## [Consigna 1]
Enumera los términos con que el fragmento sobre el tabaco describe cómo se sienten quienes dejaron de fumar.
## [Consigna 2]
Prolonga el fragmento sobre el tabaco a partir de su última oración.

## [Fragmento citado]
______

La tos tiene el mismo efecto que un cigarro, que quita las ganas porque raspa la garganta; y tener tos hace que uno deje de fumar, aunque cuando las ganas están en la sangre lo que uno hace es tomar jarabe para poder seguirle. Las ganas en la sangre son las que se quitan con nicotina, que es la que mata porque es la que da cáncer, pero, curiosamente, para satisfacerlas, sólo se requiere un número limitado de cigarros, entre cuatro y treinta, que una vez completados ya con eso basta, es decir que treinta matan pero cuatro ya no tanto. Y si los médicos y el resto del sistema de salud —que incluye a todos los que dejaron de fumar y que ya por eso se sienten salvadores, pontífices y misioneros de los pulmones— no fueran fundamentalistas y extremistas en sus amenazas, podrían recomendar con mejor sentido común cosas como “Sígale fumando, pero bájele”; “Haga ejercicio y con seis cigarros al día puede que no se muera de eso”, y seguro lograrían mayores avances en su campaña contra el tabaco, pero se perderían del rencor de la superioridad moral que al parecer es más adictivo que la nicotina, ya que una vez que alguien prueba el regocijo de sentirse superior a otro y restregárselo en la cara, no puede evitar volver a probarlo; o sea que los que están más afectados por estas ganas de fumar son los antitabaquistas, que son a los que les corroe la envidia de ver la cara pacífica o por lo menos desentendida de uno que está fumando, y les dan unas ganas enormes de verlo enfisémico y canceroso y agónico, pero no de que se muera, porque si no no tendrían a quien decirle “te lo dije”. Como quiera, siempre será más decente una vida dedicada a fumar que una vida dedicada a que el otro no fume.

______

## [Entradas registradas]
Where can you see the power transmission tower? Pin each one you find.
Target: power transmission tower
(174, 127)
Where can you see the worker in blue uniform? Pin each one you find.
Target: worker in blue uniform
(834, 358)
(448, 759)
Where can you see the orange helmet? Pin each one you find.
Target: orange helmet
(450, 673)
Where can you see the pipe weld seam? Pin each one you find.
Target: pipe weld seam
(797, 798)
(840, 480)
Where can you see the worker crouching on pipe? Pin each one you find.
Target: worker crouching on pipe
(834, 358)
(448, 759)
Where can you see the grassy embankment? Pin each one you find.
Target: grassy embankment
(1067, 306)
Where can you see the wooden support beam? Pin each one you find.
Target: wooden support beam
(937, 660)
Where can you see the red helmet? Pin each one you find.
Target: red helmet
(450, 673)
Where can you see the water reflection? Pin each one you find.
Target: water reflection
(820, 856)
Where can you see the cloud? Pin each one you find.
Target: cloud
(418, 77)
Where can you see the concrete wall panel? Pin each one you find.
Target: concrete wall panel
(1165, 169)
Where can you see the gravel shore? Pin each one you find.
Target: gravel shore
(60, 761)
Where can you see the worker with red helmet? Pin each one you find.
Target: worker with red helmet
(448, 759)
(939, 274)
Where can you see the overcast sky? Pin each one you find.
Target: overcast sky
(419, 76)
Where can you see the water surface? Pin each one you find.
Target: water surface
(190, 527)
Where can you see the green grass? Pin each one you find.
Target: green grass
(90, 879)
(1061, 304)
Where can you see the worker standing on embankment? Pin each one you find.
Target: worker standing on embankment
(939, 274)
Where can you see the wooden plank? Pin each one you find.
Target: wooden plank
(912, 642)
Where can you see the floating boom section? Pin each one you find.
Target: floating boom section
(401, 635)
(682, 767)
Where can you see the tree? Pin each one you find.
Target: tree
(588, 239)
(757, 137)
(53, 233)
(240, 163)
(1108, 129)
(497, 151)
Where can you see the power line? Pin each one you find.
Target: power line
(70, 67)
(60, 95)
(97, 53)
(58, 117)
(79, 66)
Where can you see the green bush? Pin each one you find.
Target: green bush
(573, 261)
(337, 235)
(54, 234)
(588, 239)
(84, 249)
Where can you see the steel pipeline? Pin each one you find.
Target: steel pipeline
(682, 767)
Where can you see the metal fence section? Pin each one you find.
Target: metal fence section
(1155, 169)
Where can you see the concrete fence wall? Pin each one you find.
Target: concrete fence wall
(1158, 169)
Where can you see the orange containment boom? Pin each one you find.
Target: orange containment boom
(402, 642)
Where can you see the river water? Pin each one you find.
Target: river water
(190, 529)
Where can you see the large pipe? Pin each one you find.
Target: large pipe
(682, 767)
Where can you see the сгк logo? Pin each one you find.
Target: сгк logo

______

## [Respuesta 1]
- salvadores
- pontífices
- misioneros de los pulmones

## [Respuesta 2]
Los que fuman puro o pipa no le dan el golpe al cigarro y, por lo tanto, el humo no les entra a la sangre ni les pasa por la garganta; sin embargo, se les ve cuánto se entretienen en sus preparativos hasta que llega el momento cumbre de encenderlos ─donde se percibe un atisbo de cara de felicidad─. Ellos muestran que hay otras ganas de fumar, que están, precisamente, en los gestos. El gesto de buscar los cigarros ─palparse las bolsas del saco, hurgar en el bolso de mano─, sacar uno, ponerlo con cariño en la boca, vigilarlo, prenderlo, levantar la vista, sirve para toda ocasión: si uno ve algo interesante, si se ríe de un chiste, si le indigna el candidato, si llega un recuerdo, si pasa alguien, si duda, si no duda, el gesto espontáneo es prender un cigarro, y, de hecho, si se sintió bonito el gesto de prender el cigarro, el gesto inmediato es prender otro cigarro, por lo que a veces la gente termina con dos prendidos a la vez. Las de la nicotina se arreglan con parches ─o con subirse a un autobús foráneo─ y las de la garganta con otro trago, pero las ganas en los gestos, ésas no se pueden combatir, porque cada quien está hecho de sus propios gestos, que es con lo que se siente a sí mismo; y se reconoce en ellos; y, por lo tanto, si le faltan se siente perdido y se desconoce ─y aquí es cuando prende el cigarro─: uno necesita sus propios gestos.

Parece que históricamente, culturalmente, socialmente los gestos del fumar son los gestos del gusto de vivir (eso que no tienen los médicos: a ellos sólo les alcanza para tener el gusto de no morir), como si las ganas de fumar fuesen una especie de inaguantabilidad del gozo de la vida, que es tanta que se siente físicamente, corporalmente, biológicamente en la sangre y en la garganta, y que incluso llega a doler, como en las ansias o en los nervios, que es cuando todos quieren un cigarro, los que fuman y los que no, y los que ya lo habían dejado.

Por esto las ganas de fumar son tres, como todos los deseos.

Publicado originalmente en la revista impresa La Digna Metáfora, noviembre de 2018.